## Objectif 1:
D'après le document, à quelle année fait-on généralement remonter la naissance de l'intelligence artificielle ?
## Objectif 2:
Expliquez, en vous appuyant sur le document, pourquoi le concept d'intelligence artificielle est resté le même malgré l'évolution des techniques depuis près de 70 ans.

## Document:
━━━━━━
L'intelligence artificielle, bien que popularisée
depuis moins de dix ans, n'est pas un concept nouveau. Sa naissance est
généralement attribuée à l'Université de
Darthmouth en 1956, lors d'une conférence de John McCARTHY et Marvin LE
MINSKY. Même si les techniques ont largement évolué en
presque 70 ans, il n'en reste pas moins que le concept est le même :
comme son nom l'indique, l'objectif est de créer un système
capable de simuler l'intelligence humaine. Ce domaine scientifique à
part entière ne commencera alors à se développer que dans
les années 80. C'est à cette période que les performances
informatiques commencent à être remarquables, les puissances de
calcul augmentent, les temps d'exécution diminuent, et de nouvelles
perspectives apparaissent.
━━━━━━
## Extrait des données:
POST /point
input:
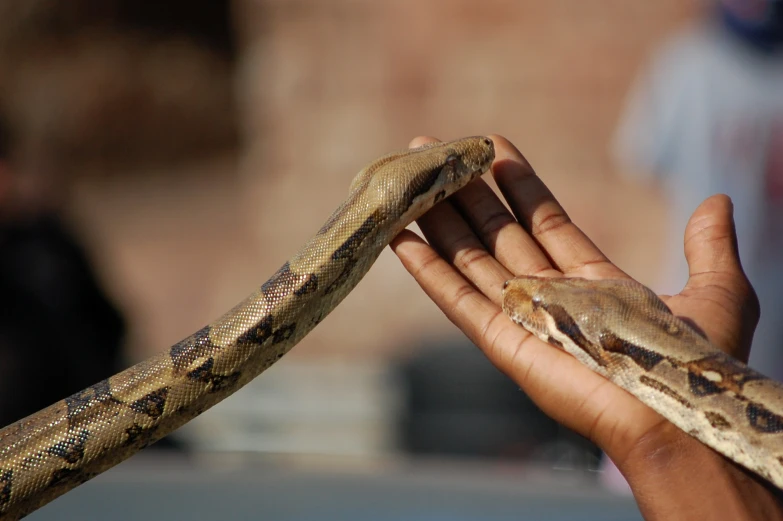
━━━━━━
## Réponse complète 1:
On la fait généralement remonter à 1956.

## Réponse complète 2:
Le concept n'a pas changé parce que son objectif demeure identique : comme son nom l'indique, il s'agit de créer un système capable de simuler l'intelligence humaine.